====== VORLIEGENDER TEXT ======

# 50 Jahre "Robbi, Tobbi und das Fliewatüüt"



## SteveJ (25 Sep. 2022)

Davon dürften nicht nur Kinder geträumt haben, sondern auch Erwachsene: ein Fahrzeug, das fliegt, schwimmt und fährt. 
Der kleine Erfinder Tobias Findeisen aus der dritten Volksschulklasse hat die Pläne für das "Fliewatüüt" (es kann *flie*gen, im *Wa*sser fahren und auf der Straße *tut*en) fix und fertig und fragt sich: _"Aber wer baut es mir?" _
Eines Abends klopft "Robbi" (genau: "ROB 344-66/IIIa,") aus der dritten Roboterklasse ans Fenster und eröffnet ihm, dass er ein bisschen geschmult und Tobbis Pläne in die Tat umgesetzt, also das Fliewatüüt gebaut habe.

Zum Entsetzen aller Helikoptereltern packt Tobbi, der gerade bei seiner Tante Paula in Ferien weilt, gleich alles für die Reise: 
Es gilt, einen gelb-schwarz geringelten Leuchtturm zu finden, einen Forscher am Nordpol und eine dreieckige Burg in Schottland.

======

_ÜBUNGSAUFGABE 1_
Beantworten Sie anhand des Beitrags über „Robbi, Tobbi und das Fliewatüüt“ folgende Fragen:
(a) Was kann das Fliewatüüt?
(b) Bei wem verbringt Tobbi gerade seine Ferien?
(c) Welche drei Ziele gilt es auf der Reise zu finden?
_ÜBUNGSAUFGABE 2_
Prüfen Sie, ob die folgenden Aussagen mit dem Beitrag über „Robbi, Tobbi und das Fliewatüüt“ übereinstimmen:
(a) Tobbi besucht die dritte Volksschulklasse.
(b) Tobbi baut das Fliewatüüt selbst.
(c) Die gesuchte Burg liegt in Irland.
_ÜBUNGSAUFGABE 3_
Schreiben Sie den Beitrag über „Robbi, Tobbi und das Fliewatüüt“ im Anschluss an seinen letzten Satz weiter.

====== BEREITGESTELLTE EINTRÄGE ======

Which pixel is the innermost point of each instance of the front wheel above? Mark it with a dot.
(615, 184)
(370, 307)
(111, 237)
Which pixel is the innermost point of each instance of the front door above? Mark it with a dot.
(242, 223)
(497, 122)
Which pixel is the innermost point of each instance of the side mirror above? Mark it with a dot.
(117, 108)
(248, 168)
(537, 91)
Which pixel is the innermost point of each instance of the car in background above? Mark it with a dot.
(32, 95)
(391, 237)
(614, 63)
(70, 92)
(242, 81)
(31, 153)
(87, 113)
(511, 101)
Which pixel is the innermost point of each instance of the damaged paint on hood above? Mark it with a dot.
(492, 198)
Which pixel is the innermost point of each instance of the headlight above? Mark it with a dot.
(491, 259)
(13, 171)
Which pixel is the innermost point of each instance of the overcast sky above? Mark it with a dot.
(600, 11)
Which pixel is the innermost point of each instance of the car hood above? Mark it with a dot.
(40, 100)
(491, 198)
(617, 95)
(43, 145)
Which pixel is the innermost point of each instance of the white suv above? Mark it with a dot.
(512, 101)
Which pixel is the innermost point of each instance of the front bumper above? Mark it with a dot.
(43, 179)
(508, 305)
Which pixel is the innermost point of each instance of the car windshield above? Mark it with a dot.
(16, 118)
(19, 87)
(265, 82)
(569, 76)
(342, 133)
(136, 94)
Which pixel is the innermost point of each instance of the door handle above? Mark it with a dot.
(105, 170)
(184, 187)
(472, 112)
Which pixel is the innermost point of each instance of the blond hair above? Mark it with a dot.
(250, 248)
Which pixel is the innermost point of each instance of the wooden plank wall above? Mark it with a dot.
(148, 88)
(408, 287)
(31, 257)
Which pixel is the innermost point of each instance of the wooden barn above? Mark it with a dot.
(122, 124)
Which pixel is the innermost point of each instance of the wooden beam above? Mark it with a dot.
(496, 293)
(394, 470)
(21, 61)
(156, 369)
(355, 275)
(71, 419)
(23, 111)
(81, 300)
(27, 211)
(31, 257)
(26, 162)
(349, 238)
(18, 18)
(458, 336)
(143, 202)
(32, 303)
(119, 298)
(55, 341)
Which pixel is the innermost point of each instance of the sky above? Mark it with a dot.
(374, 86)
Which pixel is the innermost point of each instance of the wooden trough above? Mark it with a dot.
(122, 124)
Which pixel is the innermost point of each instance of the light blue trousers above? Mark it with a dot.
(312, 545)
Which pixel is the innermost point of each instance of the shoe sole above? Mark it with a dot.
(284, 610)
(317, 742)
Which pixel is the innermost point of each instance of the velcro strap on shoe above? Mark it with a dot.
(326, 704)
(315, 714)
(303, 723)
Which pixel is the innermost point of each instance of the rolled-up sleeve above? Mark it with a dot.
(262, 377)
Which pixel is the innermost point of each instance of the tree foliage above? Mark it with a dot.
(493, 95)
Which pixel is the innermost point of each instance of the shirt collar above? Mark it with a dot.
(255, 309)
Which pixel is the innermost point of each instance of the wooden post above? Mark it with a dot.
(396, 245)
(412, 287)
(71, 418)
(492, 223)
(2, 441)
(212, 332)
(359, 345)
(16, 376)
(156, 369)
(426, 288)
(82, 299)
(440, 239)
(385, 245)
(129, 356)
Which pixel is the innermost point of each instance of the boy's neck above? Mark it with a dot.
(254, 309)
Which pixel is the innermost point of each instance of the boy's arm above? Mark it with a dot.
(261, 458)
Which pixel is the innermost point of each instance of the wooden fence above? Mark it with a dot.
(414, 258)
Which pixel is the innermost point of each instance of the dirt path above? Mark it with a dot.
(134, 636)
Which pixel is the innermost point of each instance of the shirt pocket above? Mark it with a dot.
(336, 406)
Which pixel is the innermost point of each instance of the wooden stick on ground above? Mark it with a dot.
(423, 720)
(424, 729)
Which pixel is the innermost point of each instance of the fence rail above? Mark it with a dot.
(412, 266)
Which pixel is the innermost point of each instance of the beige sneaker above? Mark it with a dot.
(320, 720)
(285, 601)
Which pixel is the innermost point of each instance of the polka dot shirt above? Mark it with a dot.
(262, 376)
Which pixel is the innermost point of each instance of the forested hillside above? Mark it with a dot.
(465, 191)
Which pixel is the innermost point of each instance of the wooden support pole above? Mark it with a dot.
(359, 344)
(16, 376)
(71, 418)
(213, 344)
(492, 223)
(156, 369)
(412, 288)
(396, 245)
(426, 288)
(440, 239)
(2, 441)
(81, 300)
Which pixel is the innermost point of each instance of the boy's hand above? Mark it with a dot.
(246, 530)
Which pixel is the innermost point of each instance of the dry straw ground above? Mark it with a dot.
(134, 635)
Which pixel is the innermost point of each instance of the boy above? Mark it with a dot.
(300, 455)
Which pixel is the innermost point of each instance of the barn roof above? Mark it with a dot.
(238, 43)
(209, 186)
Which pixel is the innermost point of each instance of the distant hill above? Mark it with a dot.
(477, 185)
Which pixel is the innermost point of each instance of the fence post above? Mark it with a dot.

======

_LÖSUNG 1_
(a) Es kann fliegen, im Wasser fahren und auf der Straße tuten.
(b) Bei seiner Tante Paula.
(c) Einen gelb-schwarz geringelten Leuchtturm, einen Forscher am Nordpol und eine dreieckige Burg in Schottland.

_LÖSUNG 2_
(a) Ja: „Der kleine Erfinder Tobias Findeisen aus der dritten Volksschulklasse“
(b) Nein: „eröffnet ihm, dass er ein bisschen geschmult und Tobbis Pläne in die Tat umgesetzt, also das Fliewatüüt gebaut habe“
(c) Nein: „eine dreieckige Burg in Schottland“

_LÖSUNG 3_
Die Erstausgabe des Buchs "Robbi, Tobbi und das Fliewatüüt" des Sylters *Boy Lornsen* erschien im August 1967 beim Stuttgarter Thienemann-Verlag und landete im Folgejahr auf der Auswahlliste des Deutschen Jugendbuchpreises in der Kategorie Kinderbücher. 
Der Titel vereint das kinderbuchtypische "Freunde-erleben-Abenteuer"-Schema mit der bis in die frühen 1970er Jahre anhaltenden Fortschritts- und Technikgläubigkeit – Kombi-/Amphibienfahrzeuge erregten in den Medien jener Tage großes Interesse und galten als Möglichkeit, den damals schon verstopften Straßen zu entfliehen.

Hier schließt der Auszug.